→ **GOAL OF THE EXERCISE**
Which lines below contain the word "white"? Copy each of them.

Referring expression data
■ ■ ■ ■ ■

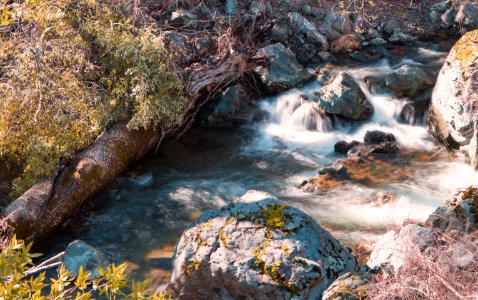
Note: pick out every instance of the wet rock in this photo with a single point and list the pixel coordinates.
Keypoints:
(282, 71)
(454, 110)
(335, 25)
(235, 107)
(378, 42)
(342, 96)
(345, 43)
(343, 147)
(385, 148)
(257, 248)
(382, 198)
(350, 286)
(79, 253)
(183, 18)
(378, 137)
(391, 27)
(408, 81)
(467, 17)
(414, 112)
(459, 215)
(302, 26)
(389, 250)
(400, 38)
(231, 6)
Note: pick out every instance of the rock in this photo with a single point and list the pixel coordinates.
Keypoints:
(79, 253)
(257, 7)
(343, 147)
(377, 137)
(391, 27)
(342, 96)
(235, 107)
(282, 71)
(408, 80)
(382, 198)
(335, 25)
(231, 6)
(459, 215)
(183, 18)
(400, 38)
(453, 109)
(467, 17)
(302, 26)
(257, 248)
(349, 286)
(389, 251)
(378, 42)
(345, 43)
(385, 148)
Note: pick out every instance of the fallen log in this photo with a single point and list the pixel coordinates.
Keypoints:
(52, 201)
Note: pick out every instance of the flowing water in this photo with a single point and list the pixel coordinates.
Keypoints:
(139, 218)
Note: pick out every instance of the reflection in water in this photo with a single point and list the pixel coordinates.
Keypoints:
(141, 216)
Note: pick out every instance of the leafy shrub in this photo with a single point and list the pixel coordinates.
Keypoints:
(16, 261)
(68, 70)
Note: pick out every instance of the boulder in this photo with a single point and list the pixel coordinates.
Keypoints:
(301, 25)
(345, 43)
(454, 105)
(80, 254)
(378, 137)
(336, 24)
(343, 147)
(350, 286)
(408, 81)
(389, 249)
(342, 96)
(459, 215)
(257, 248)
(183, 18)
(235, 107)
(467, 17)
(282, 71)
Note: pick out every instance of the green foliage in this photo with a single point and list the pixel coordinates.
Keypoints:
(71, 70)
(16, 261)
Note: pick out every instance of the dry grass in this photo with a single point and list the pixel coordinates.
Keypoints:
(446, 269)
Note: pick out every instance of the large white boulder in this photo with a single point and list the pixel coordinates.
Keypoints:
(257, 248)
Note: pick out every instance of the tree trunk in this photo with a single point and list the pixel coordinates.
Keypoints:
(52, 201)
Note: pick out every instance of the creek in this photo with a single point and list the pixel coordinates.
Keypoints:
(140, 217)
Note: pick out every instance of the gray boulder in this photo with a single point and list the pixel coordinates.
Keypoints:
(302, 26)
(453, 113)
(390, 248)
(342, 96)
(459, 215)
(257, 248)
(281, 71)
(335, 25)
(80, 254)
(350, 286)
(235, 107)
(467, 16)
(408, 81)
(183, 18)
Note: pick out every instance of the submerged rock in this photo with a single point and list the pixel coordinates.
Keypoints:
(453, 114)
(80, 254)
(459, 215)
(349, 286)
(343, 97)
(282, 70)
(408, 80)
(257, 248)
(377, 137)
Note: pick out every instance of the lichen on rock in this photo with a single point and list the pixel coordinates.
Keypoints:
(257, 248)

■ ■ ■ ■ ■

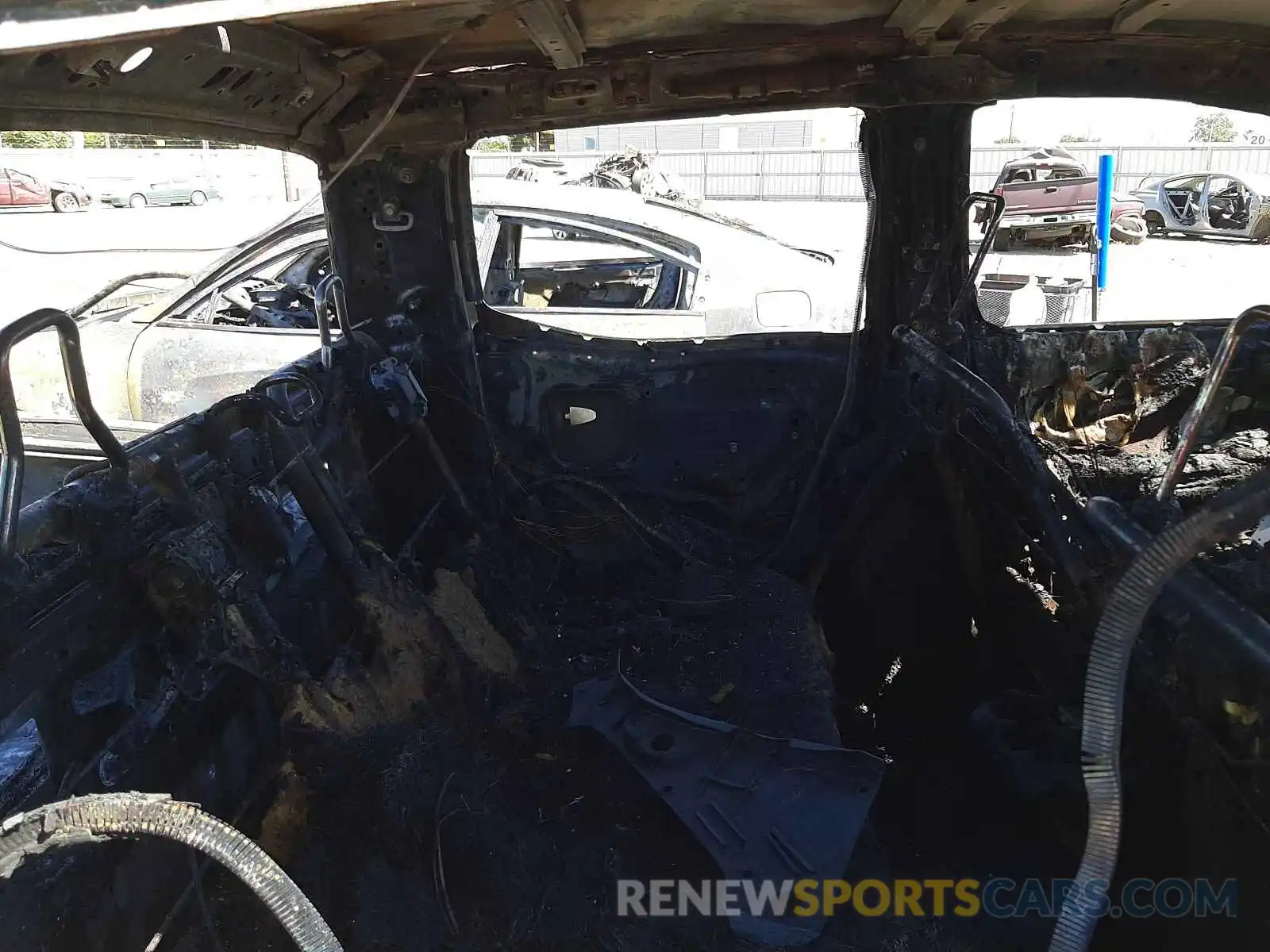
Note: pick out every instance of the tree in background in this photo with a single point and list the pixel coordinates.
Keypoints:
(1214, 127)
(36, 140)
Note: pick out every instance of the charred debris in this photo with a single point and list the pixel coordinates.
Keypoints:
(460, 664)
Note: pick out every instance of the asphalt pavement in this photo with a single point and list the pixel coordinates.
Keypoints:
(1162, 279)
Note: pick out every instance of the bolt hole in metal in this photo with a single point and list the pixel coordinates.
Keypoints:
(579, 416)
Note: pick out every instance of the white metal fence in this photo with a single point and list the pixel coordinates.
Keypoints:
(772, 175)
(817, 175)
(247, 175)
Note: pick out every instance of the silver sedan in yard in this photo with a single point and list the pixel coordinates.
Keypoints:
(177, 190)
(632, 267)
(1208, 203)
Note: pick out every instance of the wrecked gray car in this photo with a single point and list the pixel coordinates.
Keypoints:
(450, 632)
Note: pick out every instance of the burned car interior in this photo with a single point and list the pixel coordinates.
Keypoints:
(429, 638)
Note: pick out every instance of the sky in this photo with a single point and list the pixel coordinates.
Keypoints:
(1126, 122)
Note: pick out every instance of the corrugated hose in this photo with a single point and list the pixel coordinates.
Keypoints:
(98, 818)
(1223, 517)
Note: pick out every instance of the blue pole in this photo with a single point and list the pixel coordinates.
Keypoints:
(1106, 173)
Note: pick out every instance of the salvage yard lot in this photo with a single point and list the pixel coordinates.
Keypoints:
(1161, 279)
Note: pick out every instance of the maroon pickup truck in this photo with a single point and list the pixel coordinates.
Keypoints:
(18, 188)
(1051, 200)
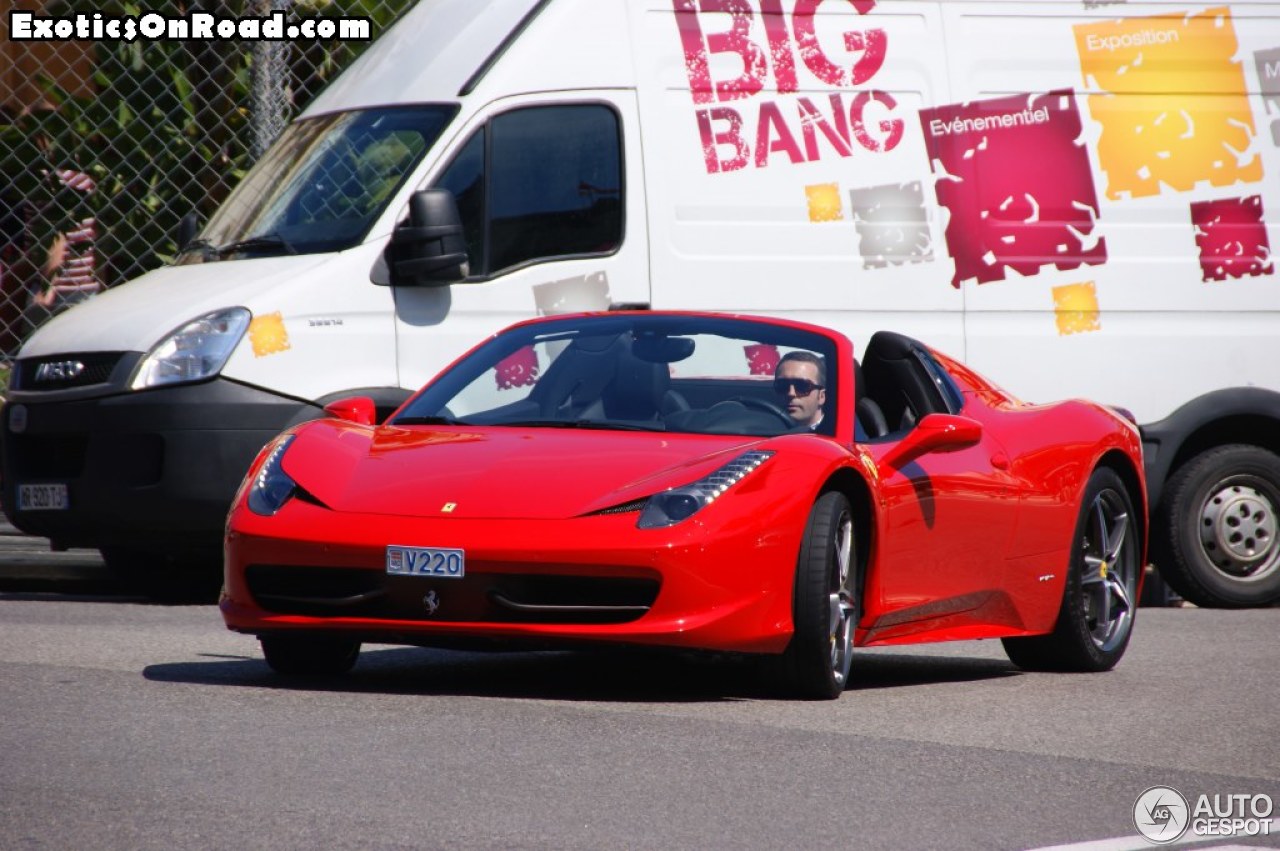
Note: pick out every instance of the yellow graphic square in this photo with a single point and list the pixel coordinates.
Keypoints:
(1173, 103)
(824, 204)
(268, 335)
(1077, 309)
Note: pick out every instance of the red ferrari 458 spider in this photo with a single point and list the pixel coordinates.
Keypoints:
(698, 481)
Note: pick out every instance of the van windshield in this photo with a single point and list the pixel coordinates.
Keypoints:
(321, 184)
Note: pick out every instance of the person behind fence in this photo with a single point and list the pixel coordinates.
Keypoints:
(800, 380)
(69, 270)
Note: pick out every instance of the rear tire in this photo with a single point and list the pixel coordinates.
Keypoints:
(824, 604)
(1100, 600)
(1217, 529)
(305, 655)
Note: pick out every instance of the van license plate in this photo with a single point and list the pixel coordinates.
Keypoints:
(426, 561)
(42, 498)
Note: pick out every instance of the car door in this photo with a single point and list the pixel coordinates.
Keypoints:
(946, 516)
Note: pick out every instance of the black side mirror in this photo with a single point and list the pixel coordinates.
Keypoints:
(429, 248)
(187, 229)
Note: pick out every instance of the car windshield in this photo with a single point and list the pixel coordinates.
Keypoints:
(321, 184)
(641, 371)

■ ■ ■ ■ ■

→ **RESULT OF THIS TASK**
Note: pick out every instance of the large white boulder in this photo with a single point and list the pixel coordinates.
Note: pick out every instance of the white metal fence in this photo with a single point and list the pixel coordinates.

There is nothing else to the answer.